Retype exactly the lines from the one containing "of the wispy" through the last line of the records below, including both, and leave out any pictures.
== Dataset records
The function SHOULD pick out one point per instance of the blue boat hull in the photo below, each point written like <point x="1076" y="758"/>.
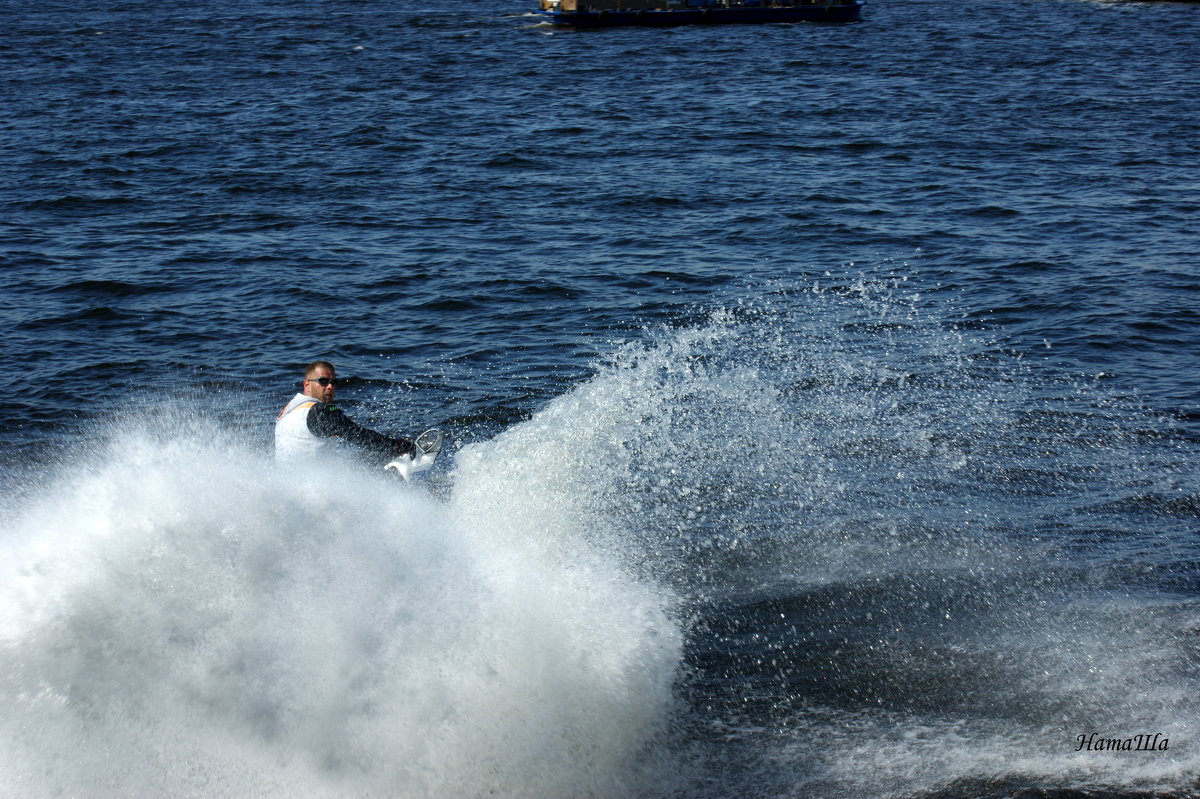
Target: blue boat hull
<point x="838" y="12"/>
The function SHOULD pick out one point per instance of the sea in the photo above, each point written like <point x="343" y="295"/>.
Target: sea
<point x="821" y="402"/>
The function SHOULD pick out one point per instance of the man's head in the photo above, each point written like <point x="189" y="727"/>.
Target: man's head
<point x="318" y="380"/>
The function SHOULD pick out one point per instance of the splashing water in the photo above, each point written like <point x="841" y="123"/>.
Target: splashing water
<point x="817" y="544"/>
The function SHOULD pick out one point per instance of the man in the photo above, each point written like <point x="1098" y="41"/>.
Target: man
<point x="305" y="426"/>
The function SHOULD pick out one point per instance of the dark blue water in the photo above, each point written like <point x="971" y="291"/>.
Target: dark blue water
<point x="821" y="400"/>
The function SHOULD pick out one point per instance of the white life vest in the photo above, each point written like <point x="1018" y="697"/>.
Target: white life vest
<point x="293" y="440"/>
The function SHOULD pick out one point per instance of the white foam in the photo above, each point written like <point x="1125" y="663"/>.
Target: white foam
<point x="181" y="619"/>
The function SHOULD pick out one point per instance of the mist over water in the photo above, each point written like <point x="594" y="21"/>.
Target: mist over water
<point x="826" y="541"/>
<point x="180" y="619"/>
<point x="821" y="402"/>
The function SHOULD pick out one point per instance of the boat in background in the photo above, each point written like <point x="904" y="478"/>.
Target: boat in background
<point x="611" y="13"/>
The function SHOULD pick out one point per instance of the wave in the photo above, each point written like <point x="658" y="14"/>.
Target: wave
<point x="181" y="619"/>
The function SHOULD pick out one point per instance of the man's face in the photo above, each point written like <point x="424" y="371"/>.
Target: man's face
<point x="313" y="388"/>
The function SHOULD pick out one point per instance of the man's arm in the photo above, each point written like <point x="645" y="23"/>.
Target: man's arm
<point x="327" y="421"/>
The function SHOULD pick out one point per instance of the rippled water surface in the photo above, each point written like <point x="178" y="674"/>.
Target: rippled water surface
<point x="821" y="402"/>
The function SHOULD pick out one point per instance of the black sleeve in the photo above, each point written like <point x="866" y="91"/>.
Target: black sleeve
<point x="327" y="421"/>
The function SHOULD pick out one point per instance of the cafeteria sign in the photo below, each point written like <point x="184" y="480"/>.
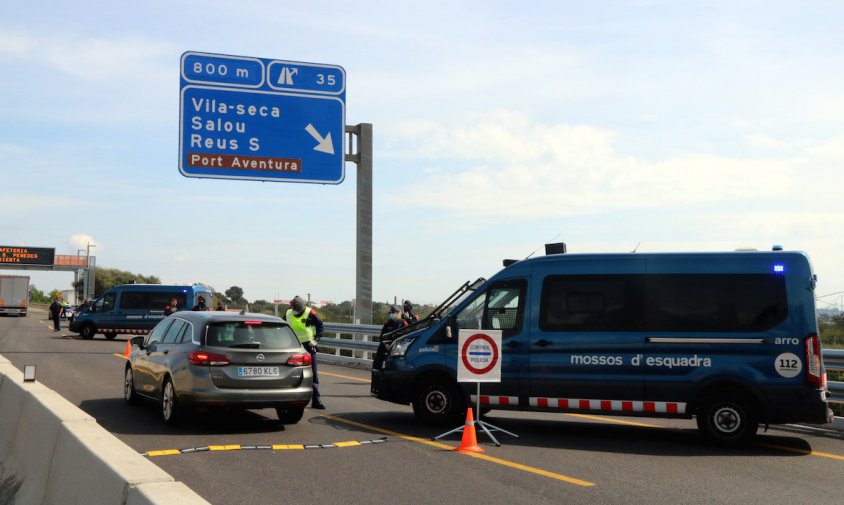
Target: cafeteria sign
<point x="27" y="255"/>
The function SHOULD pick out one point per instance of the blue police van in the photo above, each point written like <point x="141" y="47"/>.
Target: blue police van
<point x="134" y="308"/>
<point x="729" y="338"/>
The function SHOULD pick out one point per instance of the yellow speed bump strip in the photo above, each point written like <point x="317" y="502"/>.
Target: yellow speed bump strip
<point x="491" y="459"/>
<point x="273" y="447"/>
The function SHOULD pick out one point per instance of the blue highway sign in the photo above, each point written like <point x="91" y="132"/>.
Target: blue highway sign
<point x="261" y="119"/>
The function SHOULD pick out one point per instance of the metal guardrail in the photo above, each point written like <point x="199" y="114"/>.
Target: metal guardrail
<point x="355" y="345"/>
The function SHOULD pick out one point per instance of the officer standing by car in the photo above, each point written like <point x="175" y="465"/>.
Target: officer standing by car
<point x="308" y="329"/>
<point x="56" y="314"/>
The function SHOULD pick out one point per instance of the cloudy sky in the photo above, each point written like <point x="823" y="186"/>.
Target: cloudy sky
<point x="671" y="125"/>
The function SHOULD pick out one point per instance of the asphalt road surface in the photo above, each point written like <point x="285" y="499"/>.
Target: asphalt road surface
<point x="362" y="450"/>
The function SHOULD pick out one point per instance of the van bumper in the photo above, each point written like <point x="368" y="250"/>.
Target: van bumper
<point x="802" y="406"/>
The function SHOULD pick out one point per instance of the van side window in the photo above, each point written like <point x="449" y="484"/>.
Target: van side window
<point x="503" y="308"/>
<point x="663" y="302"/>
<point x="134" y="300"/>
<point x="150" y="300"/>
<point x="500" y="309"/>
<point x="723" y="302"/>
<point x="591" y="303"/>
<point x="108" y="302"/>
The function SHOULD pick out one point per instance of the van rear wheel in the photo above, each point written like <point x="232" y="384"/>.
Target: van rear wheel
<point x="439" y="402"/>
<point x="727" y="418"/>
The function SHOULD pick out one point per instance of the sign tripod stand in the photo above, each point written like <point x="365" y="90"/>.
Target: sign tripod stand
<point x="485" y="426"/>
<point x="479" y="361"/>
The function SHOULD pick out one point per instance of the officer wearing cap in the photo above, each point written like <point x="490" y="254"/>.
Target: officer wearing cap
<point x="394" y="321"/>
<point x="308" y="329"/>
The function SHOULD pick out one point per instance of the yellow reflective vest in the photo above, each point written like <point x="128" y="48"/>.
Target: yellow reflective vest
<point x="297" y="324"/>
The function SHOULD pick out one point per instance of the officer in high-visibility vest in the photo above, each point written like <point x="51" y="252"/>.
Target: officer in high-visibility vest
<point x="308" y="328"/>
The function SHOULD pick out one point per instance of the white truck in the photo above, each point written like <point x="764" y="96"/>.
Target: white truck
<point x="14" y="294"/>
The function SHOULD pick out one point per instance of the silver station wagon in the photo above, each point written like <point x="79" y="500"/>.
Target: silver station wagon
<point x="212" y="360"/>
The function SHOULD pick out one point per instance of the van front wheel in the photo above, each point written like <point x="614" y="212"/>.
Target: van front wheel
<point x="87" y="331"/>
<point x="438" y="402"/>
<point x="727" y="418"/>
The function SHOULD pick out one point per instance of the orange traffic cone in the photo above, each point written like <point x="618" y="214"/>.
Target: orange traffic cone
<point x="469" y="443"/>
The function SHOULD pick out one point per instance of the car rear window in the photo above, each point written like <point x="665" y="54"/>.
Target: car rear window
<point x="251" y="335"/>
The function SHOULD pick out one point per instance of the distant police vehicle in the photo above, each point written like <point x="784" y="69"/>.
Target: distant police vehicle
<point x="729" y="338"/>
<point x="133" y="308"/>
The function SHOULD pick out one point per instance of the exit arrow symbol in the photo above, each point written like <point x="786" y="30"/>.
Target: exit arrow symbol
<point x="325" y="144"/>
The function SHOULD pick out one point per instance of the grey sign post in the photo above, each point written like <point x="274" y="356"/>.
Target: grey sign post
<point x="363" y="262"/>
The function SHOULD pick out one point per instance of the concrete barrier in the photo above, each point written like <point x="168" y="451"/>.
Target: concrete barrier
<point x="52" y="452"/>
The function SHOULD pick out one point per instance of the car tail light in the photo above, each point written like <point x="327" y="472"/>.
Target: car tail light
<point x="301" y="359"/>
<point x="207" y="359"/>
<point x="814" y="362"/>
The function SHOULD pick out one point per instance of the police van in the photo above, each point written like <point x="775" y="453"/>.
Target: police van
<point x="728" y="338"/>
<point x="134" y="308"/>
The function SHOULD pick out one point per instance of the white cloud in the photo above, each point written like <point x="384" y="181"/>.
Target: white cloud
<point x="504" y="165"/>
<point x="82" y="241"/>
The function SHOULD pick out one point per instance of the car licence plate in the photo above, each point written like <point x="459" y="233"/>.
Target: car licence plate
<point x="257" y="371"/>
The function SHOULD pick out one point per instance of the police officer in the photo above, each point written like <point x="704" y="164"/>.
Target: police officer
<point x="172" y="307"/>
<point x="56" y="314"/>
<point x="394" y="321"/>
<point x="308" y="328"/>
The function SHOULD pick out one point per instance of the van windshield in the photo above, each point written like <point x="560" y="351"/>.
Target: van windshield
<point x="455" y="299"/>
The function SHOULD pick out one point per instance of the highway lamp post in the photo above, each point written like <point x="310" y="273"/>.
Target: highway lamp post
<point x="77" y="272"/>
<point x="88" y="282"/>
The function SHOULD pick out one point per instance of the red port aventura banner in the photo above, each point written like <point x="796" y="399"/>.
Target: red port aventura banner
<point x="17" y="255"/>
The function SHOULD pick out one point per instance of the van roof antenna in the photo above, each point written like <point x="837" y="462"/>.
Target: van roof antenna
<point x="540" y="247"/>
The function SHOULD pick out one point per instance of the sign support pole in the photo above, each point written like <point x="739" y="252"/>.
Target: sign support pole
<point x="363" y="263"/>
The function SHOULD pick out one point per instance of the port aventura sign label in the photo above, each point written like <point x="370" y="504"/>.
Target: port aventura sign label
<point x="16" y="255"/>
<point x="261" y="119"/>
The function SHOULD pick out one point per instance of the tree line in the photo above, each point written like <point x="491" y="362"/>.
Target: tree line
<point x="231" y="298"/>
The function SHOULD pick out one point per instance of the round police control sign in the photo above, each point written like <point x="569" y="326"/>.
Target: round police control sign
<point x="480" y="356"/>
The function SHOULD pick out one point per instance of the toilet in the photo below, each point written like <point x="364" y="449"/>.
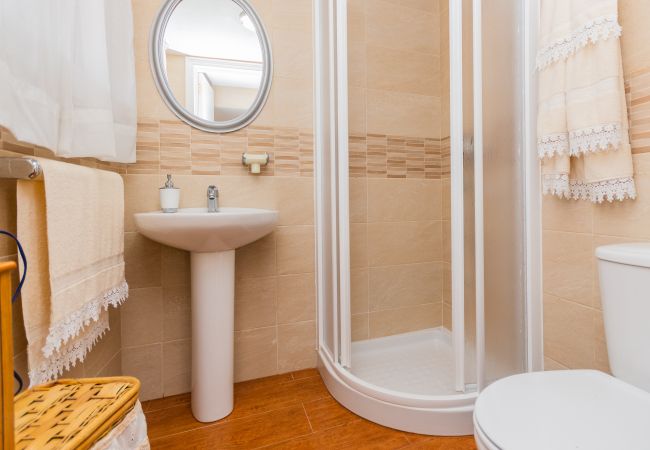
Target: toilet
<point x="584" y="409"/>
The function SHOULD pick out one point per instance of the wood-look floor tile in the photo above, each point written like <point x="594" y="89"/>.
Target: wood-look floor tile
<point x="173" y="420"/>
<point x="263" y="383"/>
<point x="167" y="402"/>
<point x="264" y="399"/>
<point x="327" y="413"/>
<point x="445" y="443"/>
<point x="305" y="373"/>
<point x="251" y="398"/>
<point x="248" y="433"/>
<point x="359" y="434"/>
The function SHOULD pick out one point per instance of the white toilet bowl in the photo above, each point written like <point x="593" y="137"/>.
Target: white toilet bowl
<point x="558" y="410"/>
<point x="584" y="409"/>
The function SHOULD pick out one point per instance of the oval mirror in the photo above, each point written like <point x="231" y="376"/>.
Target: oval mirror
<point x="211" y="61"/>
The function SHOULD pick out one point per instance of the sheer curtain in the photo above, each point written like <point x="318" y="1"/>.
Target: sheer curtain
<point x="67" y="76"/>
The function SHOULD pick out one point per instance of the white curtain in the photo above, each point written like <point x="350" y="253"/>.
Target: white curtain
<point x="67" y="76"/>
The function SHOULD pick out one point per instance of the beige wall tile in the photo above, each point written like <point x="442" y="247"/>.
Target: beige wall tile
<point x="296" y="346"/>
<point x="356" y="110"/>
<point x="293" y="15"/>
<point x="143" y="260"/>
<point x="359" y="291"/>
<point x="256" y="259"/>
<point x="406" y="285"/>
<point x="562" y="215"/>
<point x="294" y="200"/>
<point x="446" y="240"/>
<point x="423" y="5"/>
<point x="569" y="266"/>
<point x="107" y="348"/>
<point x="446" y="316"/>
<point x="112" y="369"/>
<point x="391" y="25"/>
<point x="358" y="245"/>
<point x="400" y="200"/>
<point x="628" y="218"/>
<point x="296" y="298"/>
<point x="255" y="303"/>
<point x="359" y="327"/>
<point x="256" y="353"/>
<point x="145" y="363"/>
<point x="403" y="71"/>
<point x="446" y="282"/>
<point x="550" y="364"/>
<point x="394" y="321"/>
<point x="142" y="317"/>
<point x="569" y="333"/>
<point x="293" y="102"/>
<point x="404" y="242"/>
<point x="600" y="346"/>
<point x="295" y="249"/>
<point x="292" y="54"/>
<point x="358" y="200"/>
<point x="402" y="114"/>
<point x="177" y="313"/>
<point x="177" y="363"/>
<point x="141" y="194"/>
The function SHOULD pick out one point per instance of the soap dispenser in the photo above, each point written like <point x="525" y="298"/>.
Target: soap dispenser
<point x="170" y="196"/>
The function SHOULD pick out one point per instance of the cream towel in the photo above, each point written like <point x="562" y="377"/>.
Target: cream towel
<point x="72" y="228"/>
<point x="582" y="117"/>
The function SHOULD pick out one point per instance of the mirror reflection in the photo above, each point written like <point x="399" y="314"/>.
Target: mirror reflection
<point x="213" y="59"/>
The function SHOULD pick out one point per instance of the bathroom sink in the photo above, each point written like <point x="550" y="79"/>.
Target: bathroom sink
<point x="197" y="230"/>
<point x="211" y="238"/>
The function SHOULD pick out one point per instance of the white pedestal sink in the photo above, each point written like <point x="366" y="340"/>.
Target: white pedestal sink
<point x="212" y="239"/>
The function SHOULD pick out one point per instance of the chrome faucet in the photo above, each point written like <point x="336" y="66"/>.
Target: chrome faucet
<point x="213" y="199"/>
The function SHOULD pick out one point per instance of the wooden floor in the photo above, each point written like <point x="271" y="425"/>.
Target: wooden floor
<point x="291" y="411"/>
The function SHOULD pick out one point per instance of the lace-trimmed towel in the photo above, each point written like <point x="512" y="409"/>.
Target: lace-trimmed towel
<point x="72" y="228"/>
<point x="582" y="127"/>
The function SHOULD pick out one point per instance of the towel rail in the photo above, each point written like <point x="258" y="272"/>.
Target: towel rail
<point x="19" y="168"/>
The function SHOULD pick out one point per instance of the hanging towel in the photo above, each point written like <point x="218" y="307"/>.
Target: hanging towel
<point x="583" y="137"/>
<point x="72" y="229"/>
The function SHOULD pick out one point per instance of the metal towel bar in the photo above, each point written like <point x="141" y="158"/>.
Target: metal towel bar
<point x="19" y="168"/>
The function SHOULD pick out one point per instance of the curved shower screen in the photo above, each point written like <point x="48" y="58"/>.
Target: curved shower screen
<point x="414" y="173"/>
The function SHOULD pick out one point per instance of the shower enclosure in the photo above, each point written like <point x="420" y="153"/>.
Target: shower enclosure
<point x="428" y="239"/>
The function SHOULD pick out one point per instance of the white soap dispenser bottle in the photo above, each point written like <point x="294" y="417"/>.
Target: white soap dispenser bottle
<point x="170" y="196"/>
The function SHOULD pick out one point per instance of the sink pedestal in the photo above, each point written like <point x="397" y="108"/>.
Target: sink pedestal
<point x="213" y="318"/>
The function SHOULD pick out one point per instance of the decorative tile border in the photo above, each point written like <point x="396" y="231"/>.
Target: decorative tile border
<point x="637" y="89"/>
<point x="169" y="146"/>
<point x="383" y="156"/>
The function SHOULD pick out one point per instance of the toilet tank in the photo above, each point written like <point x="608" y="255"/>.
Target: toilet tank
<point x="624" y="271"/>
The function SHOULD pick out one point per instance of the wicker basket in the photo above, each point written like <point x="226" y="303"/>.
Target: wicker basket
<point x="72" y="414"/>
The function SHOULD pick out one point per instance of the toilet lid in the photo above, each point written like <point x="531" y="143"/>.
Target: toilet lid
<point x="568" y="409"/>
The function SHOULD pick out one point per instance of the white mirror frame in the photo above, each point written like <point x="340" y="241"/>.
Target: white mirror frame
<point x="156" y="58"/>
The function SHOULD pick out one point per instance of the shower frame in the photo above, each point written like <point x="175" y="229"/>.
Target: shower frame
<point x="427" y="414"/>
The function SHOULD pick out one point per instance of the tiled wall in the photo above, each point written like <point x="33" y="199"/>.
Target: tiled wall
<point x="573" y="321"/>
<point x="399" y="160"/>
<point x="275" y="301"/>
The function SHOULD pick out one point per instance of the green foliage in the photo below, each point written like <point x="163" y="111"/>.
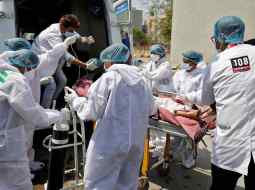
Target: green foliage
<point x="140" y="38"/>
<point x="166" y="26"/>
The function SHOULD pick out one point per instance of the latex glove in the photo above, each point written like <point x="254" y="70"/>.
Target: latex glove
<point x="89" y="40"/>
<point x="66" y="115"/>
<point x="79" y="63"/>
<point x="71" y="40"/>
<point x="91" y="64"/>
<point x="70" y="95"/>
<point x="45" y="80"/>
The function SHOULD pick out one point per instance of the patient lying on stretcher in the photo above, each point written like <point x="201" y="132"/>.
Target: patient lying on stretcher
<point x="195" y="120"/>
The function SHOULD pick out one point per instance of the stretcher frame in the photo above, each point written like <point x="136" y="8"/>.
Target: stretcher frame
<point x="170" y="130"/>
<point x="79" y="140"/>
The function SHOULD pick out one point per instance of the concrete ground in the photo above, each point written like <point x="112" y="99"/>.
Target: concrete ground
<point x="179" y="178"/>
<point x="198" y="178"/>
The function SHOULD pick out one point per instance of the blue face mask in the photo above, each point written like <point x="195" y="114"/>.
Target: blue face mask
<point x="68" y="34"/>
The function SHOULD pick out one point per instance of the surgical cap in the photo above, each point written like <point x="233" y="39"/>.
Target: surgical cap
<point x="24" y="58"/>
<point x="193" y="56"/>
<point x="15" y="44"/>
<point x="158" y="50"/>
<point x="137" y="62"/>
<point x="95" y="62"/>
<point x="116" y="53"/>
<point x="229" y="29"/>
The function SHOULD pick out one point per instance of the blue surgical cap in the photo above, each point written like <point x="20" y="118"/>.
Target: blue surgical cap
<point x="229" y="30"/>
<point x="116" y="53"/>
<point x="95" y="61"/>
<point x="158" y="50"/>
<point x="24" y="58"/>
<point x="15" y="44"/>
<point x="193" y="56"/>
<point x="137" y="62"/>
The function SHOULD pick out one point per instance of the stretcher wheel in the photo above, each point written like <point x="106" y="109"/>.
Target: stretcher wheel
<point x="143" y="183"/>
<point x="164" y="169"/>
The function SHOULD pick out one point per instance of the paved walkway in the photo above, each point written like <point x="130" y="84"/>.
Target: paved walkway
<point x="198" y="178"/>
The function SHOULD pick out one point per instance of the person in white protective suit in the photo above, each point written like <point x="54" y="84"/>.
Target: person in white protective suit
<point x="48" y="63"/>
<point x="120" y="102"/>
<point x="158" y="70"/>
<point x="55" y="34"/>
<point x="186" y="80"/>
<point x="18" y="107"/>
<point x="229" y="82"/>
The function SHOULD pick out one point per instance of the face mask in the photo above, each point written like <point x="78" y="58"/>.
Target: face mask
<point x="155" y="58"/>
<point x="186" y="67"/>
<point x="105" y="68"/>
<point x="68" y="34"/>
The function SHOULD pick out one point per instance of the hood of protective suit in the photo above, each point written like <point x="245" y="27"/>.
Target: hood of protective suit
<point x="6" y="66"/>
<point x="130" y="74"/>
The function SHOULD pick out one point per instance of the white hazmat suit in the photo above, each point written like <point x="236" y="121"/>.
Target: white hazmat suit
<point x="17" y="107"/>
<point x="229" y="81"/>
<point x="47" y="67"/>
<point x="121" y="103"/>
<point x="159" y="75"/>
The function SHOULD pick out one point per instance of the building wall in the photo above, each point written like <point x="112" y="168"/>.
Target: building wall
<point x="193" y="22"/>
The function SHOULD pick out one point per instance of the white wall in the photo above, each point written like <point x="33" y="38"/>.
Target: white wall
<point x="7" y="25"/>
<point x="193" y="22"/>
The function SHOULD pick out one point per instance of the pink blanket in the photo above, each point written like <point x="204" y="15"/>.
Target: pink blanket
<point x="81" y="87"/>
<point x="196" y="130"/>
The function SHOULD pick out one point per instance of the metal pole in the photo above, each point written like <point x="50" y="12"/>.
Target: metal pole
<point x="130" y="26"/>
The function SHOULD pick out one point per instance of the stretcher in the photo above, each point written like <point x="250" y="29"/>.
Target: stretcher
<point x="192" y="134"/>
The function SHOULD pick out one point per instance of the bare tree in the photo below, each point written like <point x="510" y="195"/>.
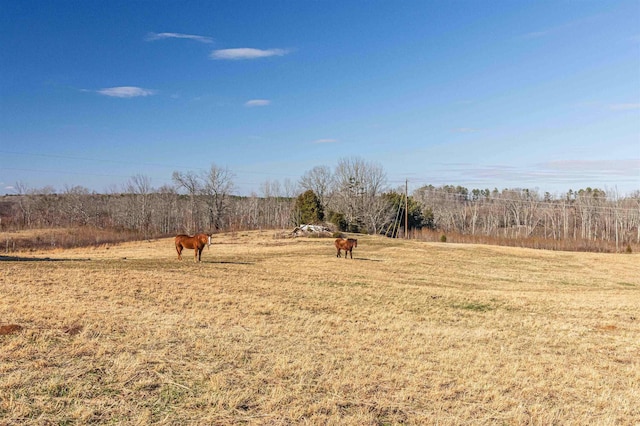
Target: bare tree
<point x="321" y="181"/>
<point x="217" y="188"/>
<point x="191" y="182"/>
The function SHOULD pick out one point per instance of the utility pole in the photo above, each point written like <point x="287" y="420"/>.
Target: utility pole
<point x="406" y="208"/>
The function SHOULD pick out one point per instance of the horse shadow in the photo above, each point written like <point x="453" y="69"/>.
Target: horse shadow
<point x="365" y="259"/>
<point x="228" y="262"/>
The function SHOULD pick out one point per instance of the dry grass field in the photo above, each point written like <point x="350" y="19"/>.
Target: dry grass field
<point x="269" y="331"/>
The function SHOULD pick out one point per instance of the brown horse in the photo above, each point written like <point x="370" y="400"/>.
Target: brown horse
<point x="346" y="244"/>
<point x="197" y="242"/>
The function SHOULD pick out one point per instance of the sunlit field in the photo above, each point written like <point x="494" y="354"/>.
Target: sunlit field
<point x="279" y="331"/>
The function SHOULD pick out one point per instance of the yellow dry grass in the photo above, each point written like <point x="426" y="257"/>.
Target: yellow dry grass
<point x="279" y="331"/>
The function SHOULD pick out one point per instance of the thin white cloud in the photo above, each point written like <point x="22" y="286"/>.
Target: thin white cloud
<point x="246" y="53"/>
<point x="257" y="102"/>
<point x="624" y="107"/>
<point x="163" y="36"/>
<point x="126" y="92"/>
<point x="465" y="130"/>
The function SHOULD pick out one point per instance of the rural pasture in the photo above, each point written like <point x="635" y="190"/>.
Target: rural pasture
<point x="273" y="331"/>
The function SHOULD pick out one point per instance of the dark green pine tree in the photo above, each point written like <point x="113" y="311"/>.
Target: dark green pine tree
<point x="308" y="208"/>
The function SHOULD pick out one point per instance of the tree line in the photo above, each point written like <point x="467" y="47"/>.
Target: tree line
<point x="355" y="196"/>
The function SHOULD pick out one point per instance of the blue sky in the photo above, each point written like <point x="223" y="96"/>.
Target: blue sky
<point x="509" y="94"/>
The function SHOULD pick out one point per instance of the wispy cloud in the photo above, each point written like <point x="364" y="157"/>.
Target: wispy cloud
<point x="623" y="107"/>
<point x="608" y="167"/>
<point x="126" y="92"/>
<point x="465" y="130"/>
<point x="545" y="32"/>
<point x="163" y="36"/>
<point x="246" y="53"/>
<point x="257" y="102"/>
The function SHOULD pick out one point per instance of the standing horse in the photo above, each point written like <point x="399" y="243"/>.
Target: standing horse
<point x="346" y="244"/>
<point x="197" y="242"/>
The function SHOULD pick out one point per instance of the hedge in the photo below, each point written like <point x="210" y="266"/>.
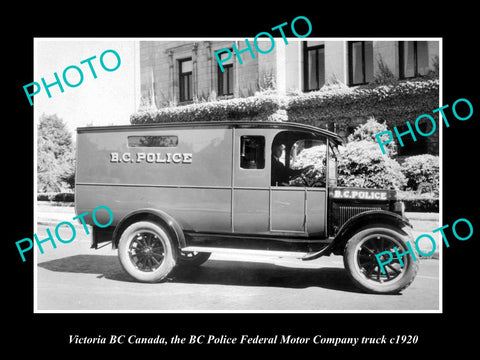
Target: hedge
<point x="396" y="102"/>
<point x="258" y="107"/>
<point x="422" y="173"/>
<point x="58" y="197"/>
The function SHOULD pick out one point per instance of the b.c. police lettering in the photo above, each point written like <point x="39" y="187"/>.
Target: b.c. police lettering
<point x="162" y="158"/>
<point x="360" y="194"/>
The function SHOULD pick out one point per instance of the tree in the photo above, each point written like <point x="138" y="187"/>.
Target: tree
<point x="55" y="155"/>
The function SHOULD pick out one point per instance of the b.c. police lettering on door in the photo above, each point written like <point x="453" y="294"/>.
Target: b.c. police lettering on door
====
_Task answer_.
The function SHOULD pick out one point per instance of the wispy cloud in the photo above, each point written like <point x="364" y="157"/>.
Target: wispy cloud
<point x="623" y="107"/>
<point x="608" y="167"/>
<point x="126" y="92"/>
<point x="465" y="130"/>
<point x="545" y="32"/>
<point x="163" y="36"/>
<point x="246" y="53"/>
<point x="257" y="102"/>
The function SHOULD pick out one point per instance of the standing horse in the photo above, each point written like <point x="399" y="243"/>.
Target: standing horse
<point x="346" y="244"/>
<point x="197" y="242"/>
The function SHOULD pick out one point per instance of the hedge in the photo below, each point written like <point x="210" y="266"/>.
Target: hedge
<point x="396" y="102"/>
<point x="258" y="107"/>
<point x="422" y="173"/>
<point x="58" y="197"/>
The function SHOULD pick out one point per instance of the b.c. police lettering in the photo above, each point written like <point x="39" y="187"/>.
Target: b.c. police lettering
<point x="162" y="158"/>
<point x="360" y="194"/>
The function SHOULD pick out one point per instance of the tree in the photo above, each point written like <point x="138" y="187"/>.
Target: tree
<point x="55" y="155"/>
The function SHOULD pick out one point per instance of the b.c. police lettering on door in the photo above, each point written like <point x="453" y="294"/>.
Target: b.c. police lettering on door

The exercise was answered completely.